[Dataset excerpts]
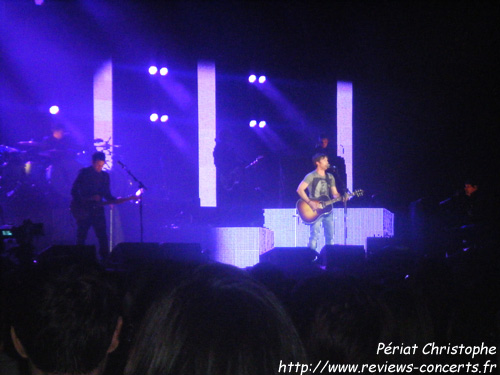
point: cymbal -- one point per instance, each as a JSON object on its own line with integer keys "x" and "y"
{"x": 8, "y": 149}
{"x": 29, "y": 144}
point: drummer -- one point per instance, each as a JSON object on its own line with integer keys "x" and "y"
{"x": 58, "y": 144}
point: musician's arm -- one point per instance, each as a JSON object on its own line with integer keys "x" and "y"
{"x": 335, "y": 192}
{"x": 301, "y": 191}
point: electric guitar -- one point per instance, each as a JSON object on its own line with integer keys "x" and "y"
{"x": 83, "y": 209}
{"x": 310, "y": 216}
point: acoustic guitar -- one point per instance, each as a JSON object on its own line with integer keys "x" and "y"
{"x": 310, "y": 216}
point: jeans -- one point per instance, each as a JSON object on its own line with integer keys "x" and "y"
{"x": 327, "y": 221}
{"x": 98, "y": 222}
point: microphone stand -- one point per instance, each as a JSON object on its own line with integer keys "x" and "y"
{"x": 337, "y": 176}
{"x": 141, "y": 186}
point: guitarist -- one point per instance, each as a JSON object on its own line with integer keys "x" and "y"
{"x": 90, "y": 187}
{"x": 319, "y": 183}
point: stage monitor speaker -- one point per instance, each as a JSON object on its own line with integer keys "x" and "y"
{"x": 131, "y": 253}
{"x": 184, "y": 252}
{"x": 289, "y": 256}
{"x": 68, "y": 254}
{"x": 375, "y": 245}
{"x": 347, "y": 257}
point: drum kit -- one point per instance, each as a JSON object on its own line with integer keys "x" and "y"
{"x": 31, "y": 164}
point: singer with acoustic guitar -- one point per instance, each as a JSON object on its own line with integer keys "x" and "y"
{"x": 319, "y": 183}
{"x": 91, "y": 186}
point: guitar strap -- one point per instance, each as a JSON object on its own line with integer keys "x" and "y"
{"x": 330, "y": 181}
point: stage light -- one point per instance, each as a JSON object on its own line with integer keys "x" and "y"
{"x": 153, "y": 70}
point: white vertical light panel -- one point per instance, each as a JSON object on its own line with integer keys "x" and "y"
{"x": 206, "y": 134}
{"x": 103, "y": 105}
{"x": 344, "y": 128}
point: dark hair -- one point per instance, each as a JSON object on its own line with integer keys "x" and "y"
{"x": 65, "y": 319}
{"x": 317, "y": 157}
{"x": 218, "y": 322}
{"x": 98, "y": 155}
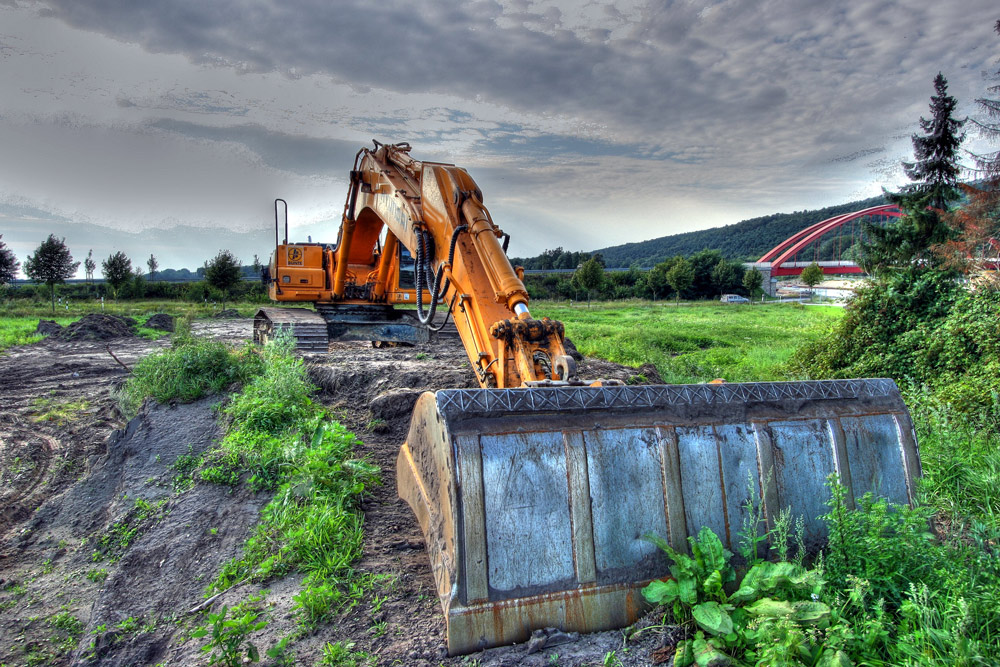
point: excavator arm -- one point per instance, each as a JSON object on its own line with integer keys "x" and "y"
{"x": 534, "y": 492}
{"x": 436, "y": 212}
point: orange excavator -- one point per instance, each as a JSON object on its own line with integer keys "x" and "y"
{"x": 535, "y": 493}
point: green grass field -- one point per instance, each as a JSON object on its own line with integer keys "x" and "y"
{"x": 694, "y": 342}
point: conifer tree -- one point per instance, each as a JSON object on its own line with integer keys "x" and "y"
{"x": 935, "y": 168}
{"x": 906, "y": 243}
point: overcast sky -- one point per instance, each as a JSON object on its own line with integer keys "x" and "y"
{"x": 170, "y": 127}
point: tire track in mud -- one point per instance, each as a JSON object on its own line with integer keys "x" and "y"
{"x": 25, "y": 458}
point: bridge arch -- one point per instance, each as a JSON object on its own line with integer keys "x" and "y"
{"x": 781, "y": 260}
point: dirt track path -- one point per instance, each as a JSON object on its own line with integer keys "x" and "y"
{"x": 70, "y": 480}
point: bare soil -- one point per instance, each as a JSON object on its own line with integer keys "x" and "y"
{"x": 70, "y": 480}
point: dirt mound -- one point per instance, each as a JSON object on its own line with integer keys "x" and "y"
{"x": 97, "y": 327}
{"x": 161, "y": 321}
{"x": 48, "y": 327}
{"x": 154, "y": 545}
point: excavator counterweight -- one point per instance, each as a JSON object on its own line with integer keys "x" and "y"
{"x": 535, "y": 493}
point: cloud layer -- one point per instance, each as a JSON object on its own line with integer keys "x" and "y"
{"x": 588, "y": 126}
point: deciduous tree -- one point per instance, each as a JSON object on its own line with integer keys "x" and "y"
{"x": 89, "y": 265}
{"x": 727, "y": 276}
{"x": 976, "y": 241}
{"x": 589, "y": 276}
{"x": 680, "y": 276}
{"x": 656, "y": 279}
{"x": 117, "y": 270}
{"x": 223, "y": 272}
{"x": 8, "y": 264}
{"x": 51, "y": 263}
{"x": 812, "y": 275}
{"x": 153, "y": 265}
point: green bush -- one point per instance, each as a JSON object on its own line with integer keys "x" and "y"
{"x": 190, "y": 369}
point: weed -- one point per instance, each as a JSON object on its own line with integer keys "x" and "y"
{"x": 377, "y": 426}
{"x": 378, "y": 629}
{"x": 67, "y": 622}
{"x": 129, "y": 626}
{"x": 114, "y": 542}
{"x": 229, "y": 638}
{"x": 50, "y": 409}
{"x": 184, "y": 467}
{"x": 341, "y": 654}
{"x": 281, "y": 654}
{"x": 318, "y": 602}
{"x": 97, "y": 575}
{"x": 190, "y": 369}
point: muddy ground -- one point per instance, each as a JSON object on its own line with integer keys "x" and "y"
{"x": 104, "y": 560}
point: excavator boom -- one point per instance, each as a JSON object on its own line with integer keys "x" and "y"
{"x": 534, "y": 492}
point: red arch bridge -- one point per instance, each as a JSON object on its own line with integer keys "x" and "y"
{"x": 828, "y": 243}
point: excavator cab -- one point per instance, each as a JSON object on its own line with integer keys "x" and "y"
{"x": 535, "y": 492}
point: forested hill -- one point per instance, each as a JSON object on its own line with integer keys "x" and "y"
{"x": 746, "y": 240}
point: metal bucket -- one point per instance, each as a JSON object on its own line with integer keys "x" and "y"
{"x": 534, "y": 502}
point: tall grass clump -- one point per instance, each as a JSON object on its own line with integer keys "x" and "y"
{"x": 278, "y": 439}
{"x": 191, "y": 368}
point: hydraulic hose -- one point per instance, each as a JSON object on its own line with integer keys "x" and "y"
{"x": 424, "y": 273}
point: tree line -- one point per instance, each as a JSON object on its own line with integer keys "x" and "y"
{"x": 52, "y": 264}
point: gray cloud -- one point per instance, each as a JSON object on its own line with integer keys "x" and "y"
{"x": 576, "y": 117}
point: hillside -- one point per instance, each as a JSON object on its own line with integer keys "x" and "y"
{"x": 745, "y": 240}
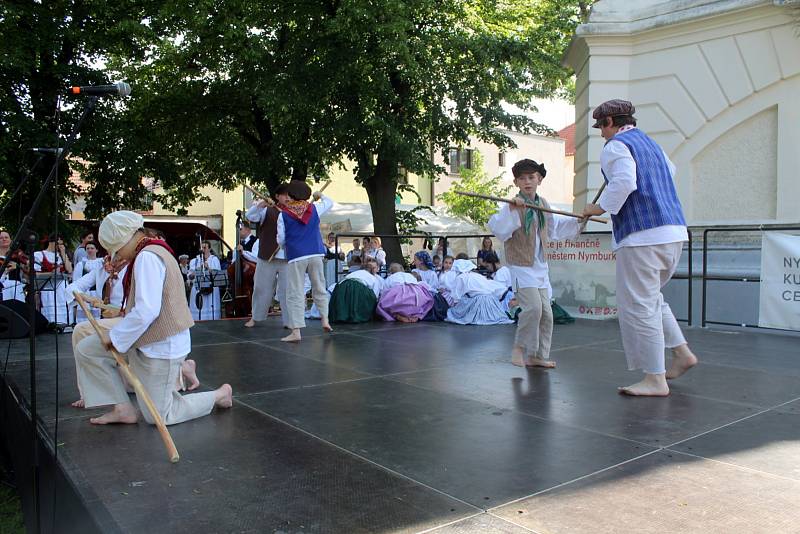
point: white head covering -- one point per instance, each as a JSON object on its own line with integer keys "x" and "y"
{"x": 463, "y": 266}
{"x": 117, "y": 229}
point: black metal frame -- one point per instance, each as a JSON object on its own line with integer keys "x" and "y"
{"x": 734, "y": 228}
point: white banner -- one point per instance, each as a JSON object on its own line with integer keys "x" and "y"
{"x": 583, "y": 276}
{"x": 779, "y": 301}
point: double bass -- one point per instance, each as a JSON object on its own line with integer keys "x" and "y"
{"x": 241, "y": 274}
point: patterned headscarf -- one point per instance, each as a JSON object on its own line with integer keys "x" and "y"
{"x": 425, "y": 258}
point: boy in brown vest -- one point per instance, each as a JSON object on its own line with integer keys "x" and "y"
{"x": 153, "y": 334}
{"x": 525, "y": 233}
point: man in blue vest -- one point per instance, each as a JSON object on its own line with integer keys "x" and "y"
{"x": 648, "y": 234}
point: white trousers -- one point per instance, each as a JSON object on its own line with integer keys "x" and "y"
{"x": 645, "y": 319}
{"x": 296, "y": 295}
{"x": 535, "y": 324}
{"x": 269, "y": 276}
{"x": 102, "y": 384}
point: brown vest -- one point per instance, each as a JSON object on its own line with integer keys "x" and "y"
{"x": 268, "y": 234}
{"x": 175, "y": 316}
{"x": 521, "y": 248}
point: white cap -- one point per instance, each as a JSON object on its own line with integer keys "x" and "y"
{"x": 118, "y": 228}
{"x": 463, "y": 266}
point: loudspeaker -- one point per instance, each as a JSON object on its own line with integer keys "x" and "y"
{"x": 14, "y": 317}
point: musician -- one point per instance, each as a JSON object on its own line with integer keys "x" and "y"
{"x": 11, "y": 281}
{"x": 246, "y": 238}
{"x": 271, "y": 264}
{"x": 54, "y": 259}
{"x": 204, "y": 302}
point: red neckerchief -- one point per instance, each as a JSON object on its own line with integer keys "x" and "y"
{"x": 300, "y": 210}
{"x": 126, "y": 282}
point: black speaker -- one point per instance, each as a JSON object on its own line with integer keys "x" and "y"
{"x": 14, "y": 317}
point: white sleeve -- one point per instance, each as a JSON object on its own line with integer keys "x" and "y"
{"x": 151, "y": 273}
{"x": 620, "y": 170}
{"x": 564, "y": 227}
{"x": 323, "y": 205}
{"x": 281, "y": 237}
{"x": 504, "y": 222}
{"x": 255, "y": 214}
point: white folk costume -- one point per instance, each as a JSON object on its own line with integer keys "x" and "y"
{"x": 209, "y": 301}
{"x": 648, "y": 234}
{"x": 153, "y": 335}
{"x": 525, "y": 233}
{"x": 298, "y": 233}
{"x": 53, "y": 294}
{"x": 477, "y": 299}
{"x": 271, "y": 266}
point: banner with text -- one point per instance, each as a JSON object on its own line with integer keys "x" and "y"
{"x": 582, "y": 273}
{"x": 779, "y": 301}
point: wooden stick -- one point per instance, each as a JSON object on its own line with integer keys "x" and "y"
{"x": 133, "y": 380}
{"x": 540, "y": 208}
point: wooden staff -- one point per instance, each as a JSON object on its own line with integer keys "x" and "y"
{"x": 133, "y": 380}
{"x": 540, "y": 208}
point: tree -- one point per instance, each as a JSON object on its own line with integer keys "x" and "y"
{"x": 474, "y": 180}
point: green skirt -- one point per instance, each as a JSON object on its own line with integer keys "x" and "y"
{"x": 352, "y": 302}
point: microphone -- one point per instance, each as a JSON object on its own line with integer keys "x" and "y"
{"x": 118, "y": 89}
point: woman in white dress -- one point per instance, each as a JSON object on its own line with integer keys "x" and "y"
{"x": 54, "y": 259}
{"x": 204, "y": 304}
{"x": 86, "y": 266}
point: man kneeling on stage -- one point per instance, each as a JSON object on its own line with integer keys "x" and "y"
{"x": 153, "y": 335}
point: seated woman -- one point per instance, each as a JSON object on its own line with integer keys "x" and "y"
{"x": 477, "y": 298}
{"x": 403, "y": 298}
{"x": 427, "y": 272}
{"x": 354, "y": 299}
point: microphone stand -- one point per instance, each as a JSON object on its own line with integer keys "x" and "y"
{"x": 26, "y": 239}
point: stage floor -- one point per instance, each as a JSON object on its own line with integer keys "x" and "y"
{"x": 427, "y": 427}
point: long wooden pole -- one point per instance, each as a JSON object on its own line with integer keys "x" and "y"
{"x": 540, "y": 208}
{"x": 133, "y": 380}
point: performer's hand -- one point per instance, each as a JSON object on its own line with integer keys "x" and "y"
{"x": 592, "y": 209}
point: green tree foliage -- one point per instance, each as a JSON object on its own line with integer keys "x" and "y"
{"x": 474, "y": 180}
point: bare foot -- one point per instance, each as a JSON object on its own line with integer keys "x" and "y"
{"x": 651, "y": 386}
{"x": 516, "y": 356}
{"x": 189, "y": 372}
{"x": 683, "y": 359}
{"x": 121, "y": 414}
{"x": 294, "y": 337}
{"x": 539, "y": 362}
{"x": 223, "y": 397}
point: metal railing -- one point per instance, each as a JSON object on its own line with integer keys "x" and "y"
{"x": 731, "y": 278}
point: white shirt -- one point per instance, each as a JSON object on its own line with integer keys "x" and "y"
{"x": 256, "y": 214}
{"x": 398, "y": 279}
{"x": 97, "y": 279}
{"x": 507, "y": 220}
{"x": 151, "y": 273}
{"x": 619, "y": 168}
{"x": 322, "y": 205}
{"x": 375, "y": 283}
{"x": 476, "y": 284}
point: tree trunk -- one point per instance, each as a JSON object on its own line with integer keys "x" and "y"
{"x": 381, "y": 190}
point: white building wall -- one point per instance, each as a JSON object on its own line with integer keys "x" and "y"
{"x": 716, "y": 83}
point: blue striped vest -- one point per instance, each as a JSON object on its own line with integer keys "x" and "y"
{"x": 655, "y": 202}
{"x": 302, "y": 239}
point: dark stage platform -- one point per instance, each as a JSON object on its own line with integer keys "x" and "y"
{"x": 427, "y": 427}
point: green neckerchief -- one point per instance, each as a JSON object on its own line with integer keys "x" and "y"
{"x": 529, "y": 212}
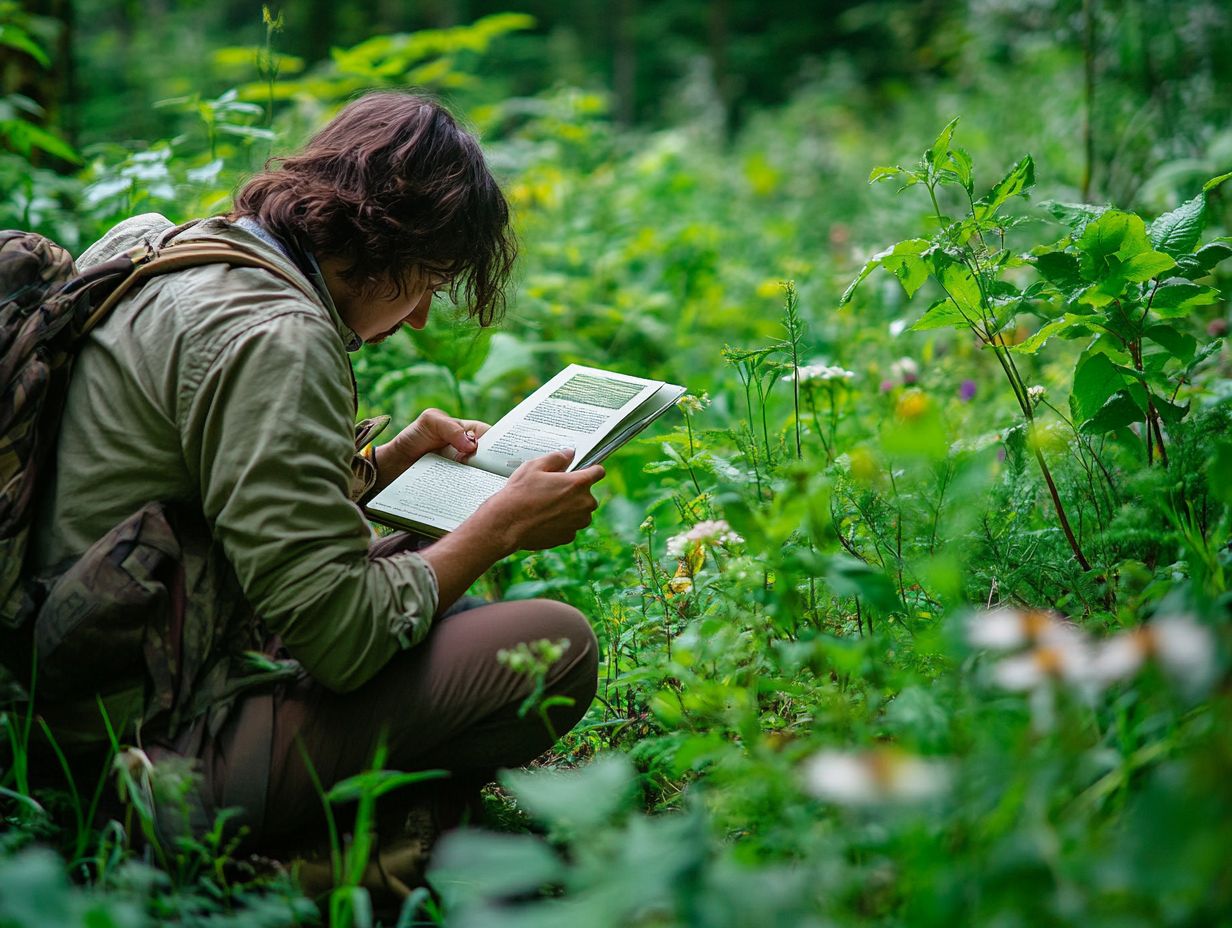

WHAT TO DO:
Repeat the lines exactly, starting with the line that contains "point: tree trunk" and ending with the last line of the entries. Keep both of those lines but no pictures.

COMPLETED EXERCISE:
point: tree trunk -- one point per instance, each as a JSON object on its own line with integer keys "x" and "y"
{"x": 381, "y": 190}
point: white building wall -- one point per instance, each as a JSON object on its own line with integer keys "x" and "y"
{"x": 716, "y": 83}
point: blue striped vest -- one point per instance, each as a JSON object on its own line with integer keys "x" and "y"
{"x": 655, "y": 202}
{"x": 302, "y": 239}
point: dark stage platform -- one point per instance, each as a JSON object on its own line with integer keys "x" and "y"
{"x": 427, "y": 427}
point: green neckerchief -- one point per instance, each as a JSON object on its own line with integer keys "x" and "y"
{"x": 529, "y": 212}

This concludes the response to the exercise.